Point-per-instance localization data
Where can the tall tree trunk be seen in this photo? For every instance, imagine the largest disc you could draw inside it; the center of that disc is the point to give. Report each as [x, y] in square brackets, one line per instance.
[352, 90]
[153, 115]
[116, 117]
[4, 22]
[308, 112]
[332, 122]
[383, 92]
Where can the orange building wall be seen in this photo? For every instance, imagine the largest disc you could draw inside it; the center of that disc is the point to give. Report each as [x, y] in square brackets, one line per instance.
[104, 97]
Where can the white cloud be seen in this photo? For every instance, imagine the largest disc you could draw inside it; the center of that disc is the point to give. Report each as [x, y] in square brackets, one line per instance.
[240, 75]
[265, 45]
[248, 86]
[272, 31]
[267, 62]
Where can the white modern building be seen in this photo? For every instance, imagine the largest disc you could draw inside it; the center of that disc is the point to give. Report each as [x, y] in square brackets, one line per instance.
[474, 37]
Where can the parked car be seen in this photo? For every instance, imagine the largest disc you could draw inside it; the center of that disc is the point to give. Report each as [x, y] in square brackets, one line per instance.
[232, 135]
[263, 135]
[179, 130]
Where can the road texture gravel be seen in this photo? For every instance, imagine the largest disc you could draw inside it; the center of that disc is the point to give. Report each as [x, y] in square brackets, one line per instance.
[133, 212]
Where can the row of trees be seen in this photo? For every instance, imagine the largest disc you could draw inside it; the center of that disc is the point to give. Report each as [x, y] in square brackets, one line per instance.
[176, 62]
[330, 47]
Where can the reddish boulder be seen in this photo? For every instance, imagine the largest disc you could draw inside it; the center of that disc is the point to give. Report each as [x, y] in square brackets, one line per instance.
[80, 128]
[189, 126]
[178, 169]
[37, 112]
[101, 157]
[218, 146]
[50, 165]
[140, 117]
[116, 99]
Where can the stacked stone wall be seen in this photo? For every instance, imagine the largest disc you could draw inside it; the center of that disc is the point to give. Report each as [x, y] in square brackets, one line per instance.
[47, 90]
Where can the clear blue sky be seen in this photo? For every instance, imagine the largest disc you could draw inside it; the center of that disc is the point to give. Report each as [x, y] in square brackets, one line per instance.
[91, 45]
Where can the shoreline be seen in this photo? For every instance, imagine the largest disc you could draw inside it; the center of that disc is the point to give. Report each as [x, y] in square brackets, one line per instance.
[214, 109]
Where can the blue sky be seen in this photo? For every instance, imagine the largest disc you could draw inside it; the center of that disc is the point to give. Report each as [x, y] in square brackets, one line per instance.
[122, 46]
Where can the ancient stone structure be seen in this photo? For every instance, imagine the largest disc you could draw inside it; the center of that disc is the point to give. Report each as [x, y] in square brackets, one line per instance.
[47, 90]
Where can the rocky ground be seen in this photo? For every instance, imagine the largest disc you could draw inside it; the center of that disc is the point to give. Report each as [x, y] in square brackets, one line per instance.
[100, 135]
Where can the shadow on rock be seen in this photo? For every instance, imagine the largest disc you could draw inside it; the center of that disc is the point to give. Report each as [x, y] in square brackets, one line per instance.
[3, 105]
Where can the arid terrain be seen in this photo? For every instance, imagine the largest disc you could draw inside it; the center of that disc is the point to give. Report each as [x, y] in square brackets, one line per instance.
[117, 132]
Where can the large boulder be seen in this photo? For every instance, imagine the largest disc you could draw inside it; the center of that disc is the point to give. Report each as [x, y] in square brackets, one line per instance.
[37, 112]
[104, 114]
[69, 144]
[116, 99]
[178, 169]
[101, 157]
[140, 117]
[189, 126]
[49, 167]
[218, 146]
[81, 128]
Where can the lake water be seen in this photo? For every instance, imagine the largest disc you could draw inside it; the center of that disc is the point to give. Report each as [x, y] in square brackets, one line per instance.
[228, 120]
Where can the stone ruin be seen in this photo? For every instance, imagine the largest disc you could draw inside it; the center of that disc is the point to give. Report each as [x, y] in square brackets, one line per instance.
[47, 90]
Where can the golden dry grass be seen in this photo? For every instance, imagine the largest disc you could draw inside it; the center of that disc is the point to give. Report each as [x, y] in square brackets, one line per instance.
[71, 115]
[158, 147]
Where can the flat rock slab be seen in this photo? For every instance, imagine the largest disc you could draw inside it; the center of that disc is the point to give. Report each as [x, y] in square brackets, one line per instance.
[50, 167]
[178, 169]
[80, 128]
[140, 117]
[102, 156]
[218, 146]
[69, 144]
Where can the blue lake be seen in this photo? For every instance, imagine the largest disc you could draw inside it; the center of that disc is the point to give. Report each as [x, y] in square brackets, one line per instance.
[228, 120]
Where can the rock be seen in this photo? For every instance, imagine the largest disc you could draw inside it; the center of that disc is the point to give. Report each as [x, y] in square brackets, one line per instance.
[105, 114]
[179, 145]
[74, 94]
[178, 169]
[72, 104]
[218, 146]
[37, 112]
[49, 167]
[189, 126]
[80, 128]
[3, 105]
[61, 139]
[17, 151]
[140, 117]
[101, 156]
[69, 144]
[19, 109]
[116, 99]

Task objective
All of the data above should be reproduced exactly, with nothing left out.

Result of this exercise
Where can the tall tree trunk be seen in this photo? For every instance, imagine the largest disc you could draw inside it; the center of that disc is the point to give. Report each as [x, y] in square brackets, one line per instance.
[352, 90]
[153, 115]
[116, 117]
[4, 22]
[308, 112]
[332, 122]
[383, 92]
Where can the orange building wall be seen in this photo? For every instance, imagine the largest disc you could draw inside it; the center of that disc is the point to give. Report each as [x, y] in square brackets, one line per instance.
[104, 97]
Where can the white cloud be seen in this photo? For every instance, imagine the largest disc you could draw inside it; the center of that disc is the point to give. Report each as [x, y] in square brackets, one line per instance.
[240, 75]
[265, 45]
[248, 86]
[272, 31]
[267, 62]
Where can the white modern building be seen in this photo? For every instance, imagine the largest disc you could draw inside it; the center of that disc is the point to give. Report each as [x, y] in square brackets, one line per instance.
[474, 37]
Where can the parked car be seen in this photo? For every instance, imagine the largest disc you could draw inside it; the center of that disc is the point to give. Report each as [x, y] in square brackets, one line per instance.
[232, 135]
[263, 135]
[179, 130]
Where can the road texture gravel be seen in this photo? For every instance, imagine the largest disc you could draw inside it; the center of that disc is the point to give. Report each as [x, y] in square brackets, one line per instance.
[133, 212]
Where can the row of trees be seen in this photo? For every instance, imagine the largest disc you could draw inside it; the center of that disc is the point to give. Report each as [x, y] in square brackets, one line per instance.
[176, 62]
[330, 47]
Where can the reddish boulder be seen in this photo? For every instance, imagine the largest disc you could draw inside it; the center of that disc is the point to give. Report each as [x, y] in square brackets, one line per instance.
[80, 128]
[189, 126]
[178, 169]
[37, 112]
[101, 157]
[218, 146]
[50, 165]
[140, 117]
[116, 99]
Where can the stacked stone wall be seen in this photo? For every instance, imagine the largest disc you could draw inside it; the center of that disc is the point to give. Report each as [x, y] in square brackets, one line per instance.
[47, 90]
Where can the clear blue sky be seen in this photo? For every instance, imagine the largest disc you could draw inside it; the center of that disc is the point to give. Report each as [x, y] in square brackets, one line per instance.
[91, 45]
Where can the shoreline be seen in this photo? For every instance, imagine the largest disc you could draw inside it; the center of that disc is the point to give. Report each as [x, y] in square brackets, one line per instance.
[214, 109]
Where can the blue sky be seen in this photo? For every instance, imagine the largest disc you could draw inside it; the center of that disc is the point to give. Report each as [x, y] in square brackets, one line per instance.
[122, 46]
Where can the ancient stone structure be seen in this photo? For every instance, imagine the largest disc you could draw inside it; the center of that disc is the point to give. Report each as [x, y] in square brackets, one line per instance.
[47, 90]
Where can the rocky ground be seen in this photo? For every instance, imagine the largest disc you could draw inside it; the center of that disc is the point to give. Report each as [x, y] in square brackets, one line per instance.
[100, 135]
Where can the shadow on rock be seen in this photo? For every instance, imagine the largest disc you could draw inside it; the center of that disc is the point to give. Report each as [x, y] in square brackets, one line per instance.
[3, 105]
Where can the arid terrain be seen in this photo? For every instance, imagine the largest disc you could draw inside it; the center of that disc is the point to give. Report each as [x, y] in square brackets, one line per instance.
[117, 132]
Where can the large boulder be seen in this photo? For every instance, imagine the largest disc you could draw inside it; the center of that disc is the point to give. Report each as [x, y] in square brackets, one line per instance.
[37, 112]
[104, 114]
[69, 144]
[116, 99]
[178, 169]
[101, 157]
[140, 117]
[189, 126]
[49, 167]
[218, 146]
[81, 128]
Where can the lake water be seen in this photo? For every instance, imagine the largest disc you could draw inside it; the center of that disc is the point to give. Report each as [x, y] in square brackets, one line per instance.
[228, 120]
Where can the stone ruin be seen in this photo? For every instance, imagine the largest disc you could draw inside it; the center of that disc is the point to give. Report each as [x, y] in square brackets, one line per instance.
[47, 90]
Where can the golden dry grass be seen in this photo? For every instance, imagine the largest disc you could draw inside it; the center of that disc is the point to give. Report each as [x, y] in square brackets, one line per instance.
[71, 115]
[158, 147]
Where can the flat rock slab be seen in this photo? For every instance, imagine the largest disc you could draw inside it; the center of that disc is the point to give. Report each as [x, y] in square brackets, one line per instance.
[50, 167]
[178, 169]
[80, 128]
[140, 117]
[102, 156]
[218, 146]
[69, 144]
Where can the blue lake be seen in this photo? For every instance, imagine the largest disc you could draw inside it; the center of that disc is the point to give. Report each as [x, y] in square brackets, one line per instance.
[228, 120]
Where can the rock be seen in this photo? For every instance, imagine the largest disc you could draw inside it; the center of that disc is the point to give. Report each as [x, y] in square brackets, one line per instance.
[105, 114]
[179, 145]
[74, 94]
[178, 169]
[72, 104]
[218, 146]
[37, 112]
[49, 167]
[189, 126]
[80, 128]
[3, 105]
[61, 139]
[17, 151]
[140, 117]
[101, 156]
[69, 144]
[19, 109]
[116, 99]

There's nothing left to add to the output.